<< problem 77 - Prime summations Passcode derivation - problem 79 >>

# Problem 78: Coin partitions

Let p(n) represent the number of different ways in which n coins can be separated into piles.
For example, five coins can be separated into piles in exactly seven different ways, so p(5)=7.

OOOOO
OOOO O
OOO OO
OOO O O
OO OO O
OO O O O
O O O O O

Find the least value of n for which p(n) is divisible by one million.

# My Algorithm

Brute-forcing the solution for small n yielded the sequence:
1,2,3,5,7,11,15,122,30,42,56,77,101,...
I searched the web and found these numbers in OEIS A000041.

After that I read the problem description again and looked up "partition" on Wikipedia: en.wikipedia.org/wiki/Partition_(number_theory)#Recurrence_formula
And found a link to Euler's formula which is based on pentagonal numbers: en.wikipedia.org/wiki/Pentagonal_number_theorem
result(i) = result(pentagonal(+1)) + result(pentagonal(-1))
 - result(pentagonal(+2)) - result(pentagonal(-2))
 + result(pentagonal(+3)) + result(pentagonal(-3))
 - result(pentagonal(+4)) - result(pentagonal(-4))
 ...

result(417) is too big for a 64 bit integer (and there is no solution among the first 416 partitions).
Luckily, we need to find the first number that is divisible by one million, that means where result(x) % 1000000 = 0.
Hence I store the number of partitions modulo 1000000. Whenever it is zero, my program can abort.

## Modifications by HackerRank

The modified problem asks for the number of partitions of an input value (modulo 10^9 - 7).
Results from previous test cases are kept in partitions to speed up the process.

# Interactive test

You can submit your own input to my program and it will be instantly processed at my server:

This live test is based on the Hackerrank problem.

Number of test cases (1-5):

Input data (separated by spaces or newlines):

This is equivalent to
echo "1 5" | ./78

Output:

(this interactive test is still under development, computations will be aborted after one second)

# My code

… was written in C++11 and can be compiled with G++, Clang++, Visual C++. You can download it, too. Or just jump to my GitHub repository.

The code contains #ifdefs to switch between the original problem and the Hackerrank version.
Enable #ifdef ORIGINAL to produce the result for the original problem (default setting for most problems).

       #include <iostream>
#include <vector>

int main()
{
// store result (modulo 10^6 or 10^9 + 7)

**Records for this exercise**
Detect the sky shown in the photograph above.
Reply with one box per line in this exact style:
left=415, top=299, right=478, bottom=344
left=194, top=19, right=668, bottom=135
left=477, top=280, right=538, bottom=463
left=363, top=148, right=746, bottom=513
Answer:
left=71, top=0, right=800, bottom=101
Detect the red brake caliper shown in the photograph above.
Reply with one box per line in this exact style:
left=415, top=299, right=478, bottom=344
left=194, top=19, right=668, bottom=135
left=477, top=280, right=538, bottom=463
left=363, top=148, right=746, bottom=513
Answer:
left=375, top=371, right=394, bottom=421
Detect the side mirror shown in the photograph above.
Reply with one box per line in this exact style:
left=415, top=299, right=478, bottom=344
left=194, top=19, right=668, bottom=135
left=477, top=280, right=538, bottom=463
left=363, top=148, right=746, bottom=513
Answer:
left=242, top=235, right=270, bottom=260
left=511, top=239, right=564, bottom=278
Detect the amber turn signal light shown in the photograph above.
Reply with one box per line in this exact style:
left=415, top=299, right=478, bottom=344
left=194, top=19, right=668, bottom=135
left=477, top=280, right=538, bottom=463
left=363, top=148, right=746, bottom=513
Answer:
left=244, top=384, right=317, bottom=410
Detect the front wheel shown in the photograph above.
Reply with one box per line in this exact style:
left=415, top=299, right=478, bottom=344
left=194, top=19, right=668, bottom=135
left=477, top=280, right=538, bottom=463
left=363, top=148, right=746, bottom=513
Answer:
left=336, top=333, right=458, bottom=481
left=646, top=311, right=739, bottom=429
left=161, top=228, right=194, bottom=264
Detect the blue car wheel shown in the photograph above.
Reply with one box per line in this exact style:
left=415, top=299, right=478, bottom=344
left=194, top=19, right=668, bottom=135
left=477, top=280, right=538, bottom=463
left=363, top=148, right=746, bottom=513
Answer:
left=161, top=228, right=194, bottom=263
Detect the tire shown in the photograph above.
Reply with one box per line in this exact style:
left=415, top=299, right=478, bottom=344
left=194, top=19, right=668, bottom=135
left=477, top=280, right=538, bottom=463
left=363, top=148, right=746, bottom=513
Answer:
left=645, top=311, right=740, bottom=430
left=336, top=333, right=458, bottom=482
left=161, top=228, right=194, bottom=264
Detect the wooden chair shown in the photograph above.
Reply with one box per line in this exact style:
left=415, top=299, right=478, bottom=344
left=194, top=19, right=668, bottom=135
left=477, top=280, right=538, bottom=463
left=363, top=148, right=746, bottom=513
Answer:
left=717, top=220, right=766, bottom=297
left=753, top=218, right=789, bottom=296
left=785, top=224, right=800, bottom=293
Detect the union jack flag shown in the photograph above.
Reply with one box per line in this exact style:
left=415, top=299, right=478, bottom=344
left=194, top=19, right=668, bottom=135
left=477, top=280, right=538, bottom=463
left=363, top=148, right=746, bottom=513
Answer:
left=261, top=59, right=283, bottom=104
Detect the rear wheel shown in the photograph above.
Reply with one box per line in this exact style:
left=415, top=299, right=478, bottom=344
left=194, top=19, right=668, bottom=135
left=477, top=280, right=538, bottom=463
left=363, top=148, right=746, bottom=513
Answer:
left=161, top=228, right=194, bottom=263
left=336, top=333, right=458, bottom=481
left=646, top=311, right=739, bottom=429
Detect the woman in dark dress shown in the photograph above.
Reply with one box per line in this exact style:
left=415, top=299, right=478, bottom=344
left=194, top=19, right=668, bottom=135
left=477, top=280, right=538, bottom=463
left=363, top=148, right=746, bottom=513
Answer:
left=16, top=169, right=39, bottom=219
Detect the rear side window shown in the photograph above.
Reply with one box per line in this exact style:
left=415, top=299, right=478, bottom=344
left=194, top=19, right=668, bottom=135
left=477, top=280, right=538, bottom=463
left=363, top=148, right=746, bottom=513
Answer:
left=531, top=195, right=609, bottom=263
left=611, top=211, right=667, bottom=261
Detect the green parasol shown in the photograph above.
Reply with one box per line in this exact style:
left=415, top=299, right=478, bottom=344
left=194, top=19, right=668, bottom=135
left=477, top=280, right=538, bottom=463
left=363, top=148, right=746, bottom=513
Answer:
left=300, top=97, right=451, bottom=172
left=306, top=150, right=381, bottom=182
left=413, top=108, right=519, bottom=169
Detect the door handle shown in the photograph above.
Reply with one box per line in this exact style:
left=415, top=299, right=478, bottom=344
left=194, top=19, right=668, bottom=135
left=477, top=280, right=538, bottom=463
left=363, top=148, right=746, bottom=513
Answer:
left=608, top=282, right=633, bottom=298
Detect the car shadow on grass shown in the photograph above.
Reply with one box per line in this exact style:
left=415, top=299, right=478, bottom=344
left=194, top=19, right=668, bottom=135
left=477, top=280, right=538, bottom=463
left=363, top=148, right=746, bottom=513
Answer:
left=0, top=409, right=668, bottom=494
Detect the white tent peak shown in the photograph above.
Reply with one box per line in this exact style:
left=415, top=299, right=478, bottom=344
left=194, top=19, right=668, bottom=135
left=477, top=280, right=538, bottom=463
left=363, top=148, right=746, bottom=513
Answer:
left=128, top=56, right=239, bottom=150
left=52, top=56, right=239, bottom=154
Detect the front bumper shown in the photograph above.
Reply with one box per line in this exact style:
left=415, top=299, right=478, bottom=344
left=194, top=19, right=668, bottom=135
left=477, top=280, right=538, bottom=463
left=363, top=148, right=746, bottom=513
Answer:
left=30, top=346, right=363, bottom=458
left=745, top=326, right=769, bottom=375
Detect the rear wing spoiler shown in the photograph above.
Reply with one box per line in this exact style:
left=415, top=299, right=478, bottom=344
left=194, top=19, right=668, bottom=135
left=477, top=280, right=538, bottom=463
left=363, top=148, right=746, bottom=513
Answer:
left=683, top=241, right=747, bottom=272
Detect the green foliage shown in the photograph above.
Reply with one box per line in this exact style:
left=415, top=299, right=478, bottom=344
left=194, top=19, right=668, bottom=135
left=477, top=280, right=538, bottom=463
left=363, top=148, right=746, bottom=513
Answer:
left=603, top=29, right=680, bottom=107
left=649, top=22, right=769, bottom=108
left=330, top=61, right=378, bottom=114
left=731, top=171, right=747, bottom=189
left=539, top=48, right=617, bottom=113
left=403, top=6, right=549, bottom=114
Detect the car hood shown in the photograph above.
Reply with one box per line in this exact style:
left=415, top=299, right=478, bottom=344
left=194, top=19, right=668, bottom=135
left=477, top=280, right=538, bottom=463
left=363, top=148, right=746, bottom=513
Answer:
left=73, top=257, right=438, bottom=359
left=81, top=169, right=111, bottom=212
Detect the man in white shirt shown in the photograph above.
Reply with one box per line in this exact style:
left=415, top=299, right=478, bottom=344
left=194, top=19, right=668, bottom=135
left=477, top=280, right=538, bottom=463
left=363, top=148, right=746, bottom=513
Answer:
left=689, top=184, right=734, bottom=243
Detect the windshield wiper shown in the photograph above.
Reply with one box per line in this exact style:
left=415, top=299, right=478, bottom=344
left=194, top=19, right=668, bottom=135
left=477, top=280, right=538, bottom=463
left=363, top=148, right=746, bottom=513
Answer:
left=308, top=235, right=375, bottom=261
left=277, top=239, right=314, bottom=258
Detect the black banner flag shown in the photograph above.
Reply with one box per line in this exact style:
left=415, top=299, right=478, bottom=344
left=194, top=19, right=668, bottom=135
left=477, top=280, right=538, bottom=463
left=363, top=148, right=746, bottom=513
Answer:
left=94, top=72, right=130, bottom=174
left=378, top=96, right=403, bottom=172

**Requests**
**a.** According to the coin partitions page, which OEIS sequence contained the numbers found by brute force?
**b.** Extract every line of the entries above that contains the string "front".

**Solved tasks**
**a.** OEIS A000041.

**b.**
Detect the front wheel shown in the photograph above.
Detect the front bumper shown in the photograph above.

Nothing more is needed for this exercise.